Data in this exercise:
--------------------------------
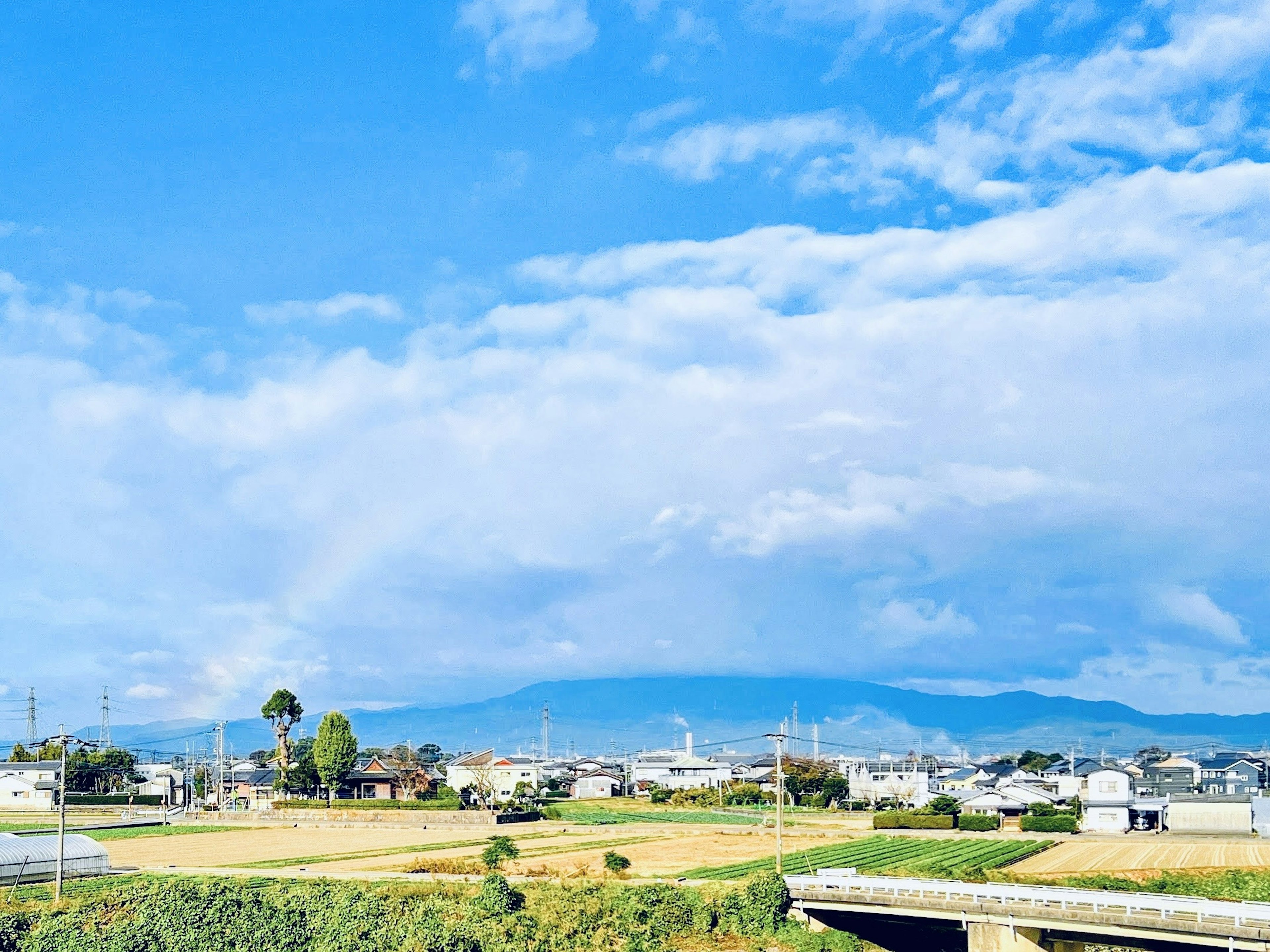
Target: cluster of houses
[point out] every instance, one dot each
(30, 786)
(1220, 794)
--------------------------------
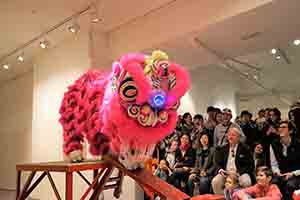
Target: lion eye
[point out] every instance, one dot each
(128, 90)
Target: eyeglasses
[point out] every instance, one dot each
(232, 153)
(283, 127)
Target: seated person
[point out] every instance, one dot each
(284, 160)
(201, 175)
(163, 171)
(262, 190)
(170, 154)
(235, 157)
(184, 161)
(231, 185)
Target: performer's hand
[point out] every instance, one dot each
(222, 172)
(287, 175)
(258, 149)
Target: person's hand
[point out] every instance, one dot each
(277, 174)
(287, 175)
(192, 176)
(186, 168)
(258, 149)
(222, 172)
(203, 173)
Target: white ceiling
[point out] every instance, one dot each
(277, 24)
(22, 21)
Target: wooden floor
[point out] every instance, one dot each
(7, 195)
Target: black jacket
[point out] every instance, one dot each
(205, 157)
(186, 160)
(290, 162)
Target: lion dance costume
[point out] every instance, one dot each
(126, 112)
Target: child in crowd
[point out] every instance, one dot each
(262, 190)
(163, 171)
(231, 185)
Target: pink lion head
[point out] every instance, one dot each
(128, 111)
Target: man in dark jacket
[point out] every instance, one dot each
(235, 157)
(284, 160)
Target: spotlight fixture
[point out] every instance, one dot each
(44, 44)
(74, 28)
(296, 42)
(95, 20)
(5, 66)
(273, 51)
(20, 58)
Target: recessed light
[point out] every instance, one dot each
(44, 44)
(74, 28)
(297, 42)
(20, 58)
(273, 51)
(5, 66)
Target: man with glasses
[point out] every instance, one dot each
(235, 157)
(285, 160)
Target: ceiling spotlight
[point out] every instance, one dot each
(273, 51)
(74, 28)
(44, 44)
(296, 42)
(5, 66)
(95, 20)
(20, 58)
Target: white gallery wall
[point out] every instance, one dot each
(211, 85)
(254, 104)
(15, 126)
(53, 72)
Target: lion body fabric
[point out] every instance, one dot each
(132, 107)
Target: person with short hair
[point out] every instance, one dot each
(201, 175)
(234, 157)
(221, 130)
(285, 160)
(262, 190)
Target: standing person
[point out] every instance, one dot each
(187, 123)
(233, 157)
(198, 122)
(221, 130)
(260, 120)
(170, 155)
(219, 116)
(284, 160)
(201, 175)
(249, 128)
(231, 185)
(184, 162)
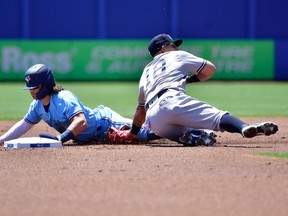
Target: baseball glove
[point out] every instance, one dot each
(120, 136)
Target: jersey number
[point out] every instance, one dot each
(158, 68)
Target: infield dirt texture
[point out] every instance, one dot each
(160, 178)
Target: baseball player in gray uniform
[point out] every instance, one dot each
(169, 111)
--------------------------------
Given exercise: Please substitute "a single dot apiece" for "one dot each" in the entries between the lines holding "Target: cluster of houses" and "(1220, 794)", inclusive, and give back only those lines with nothing else changed.

Written response:
Target: cluster of houses
[point out] every instance, a single dot apiece
(30, 786)
(1220, 794)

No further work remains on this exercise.